[Texto fornecido]
^^^^^^^^

BENEDICTO, DOUTOR, POETA E PASTOR DA IGREJA
11/08/2025
Dom Geraldo dos Reis Maia
Bispo de Araçuaí (MG)
No entardecer do domingo, quando nas grandes Basílicas se
oferecia o incenso do sacrifício vespertino das Segundas Vésperas, no dia 03 de
agosto de 2014, Dia do Padre, e véspera da memória litúrgica de São João Maria
Vianney, no início do Mês Vocacional, partia Dom Benedicto de Ulhôa Vieira para
fazer a sua Páscoa definitiva, entrando no dia sem ocaso para o eterno repouso,
participando das alegrias do Senhor, a quem serviu por toda a sua vida.
Desde criança, em Mococa (SP), onde nascera aos 19 de
outubro de 1920, servia nos altares do Senhor, acalentando o desejo de um dia
ministrar a Santa Missa. Com brilho no olhar, Dom Benedito nos contava uma de
suas muitas memórias de infância. Ele tinha uma irmãzinha que andava com
dificuldades, amparada por muletas. A mãe, que teve a vida ceifada
precocemente, contava para as crianças reunidas na sala, a história de Nossa
Senhora Aparecida, que libertou o escravo. No mesmo instante, a menina
exclamou: “Se Nossa Senhora libertou o escravo, ela pode me curar”. Deixando as
muletas, sua irmãzinha começou a andar naturalmente para nunca mais usar
muletas. Emocionado, Dom Benedicto arrematava: “Naquele dia, Nossa Senhora
entrou na minha casa, curou minha irmã e me chamou para ser padre”.
Foi esse encanto pelo chamado de Deus, reclinado por Nossa
Senhora Aparecida em seu coração de criança, que levou o jovem Benedicto a
superar muitos desafios do processo formativo na vida de seminário e a ser
ordenado presbítero, no dia 8 de dezembro de 1948. Dentre os muitos trabalhos
que ele se dedicou como padre, na capital paulista, podemos ressaltar: foi
Professor, Vice-Reitor e Capelão da PUC-SP; Pároco dos Universitários e Reitor
do Seminário Central do Ipiranga; Vigário Geral da Arquidiocese de São Paulo e
coordenador de sua restauração administrativa.

^^^^^^^^

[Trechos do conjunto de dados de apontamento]
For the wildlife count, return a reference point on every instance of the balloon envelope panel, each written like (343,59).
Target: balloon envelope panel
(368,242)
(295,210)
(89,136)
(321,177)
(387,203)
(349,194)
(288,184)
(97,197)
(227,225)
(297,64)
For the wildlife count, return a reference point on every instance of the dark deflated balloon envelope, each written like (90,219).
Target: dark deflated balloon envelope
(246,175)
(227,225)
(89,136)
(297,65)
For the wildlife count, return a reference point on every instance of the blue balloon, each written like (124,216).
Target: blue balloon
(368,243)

^^^^^^^^

[Objetivo 1] Reproduza fielmente o trecho do texto sobre Dom Benedicto que começa em "No entardecer do" e vai até "a sua vida.".
[Objetivo 2] Segundo o texto sobre Dom Benedicto, em que data ele foi ordenado presbítero?

[Resposta 1]
No entardecer do domingo, quando nas grandes Basílicas se
oferecia o incenso do sacrifício vespertino das Segundas Vésperas, no dia 03 de
agosto de 2014, Dia do Padre, e véspera da memória litúrgica de São João Maria
Vianney, no início do Mês Vocacional, partia Dom Benedicto de Ulhôa Vieira para
fazer a sua Páscoa definitiva, entrando no dia sem ocaso para o eterno repouso,
participando das alegrias do Senhor, a quem serviu por toda a sua vida.

[Resposta 2] Em 8 de dezembro de 1948.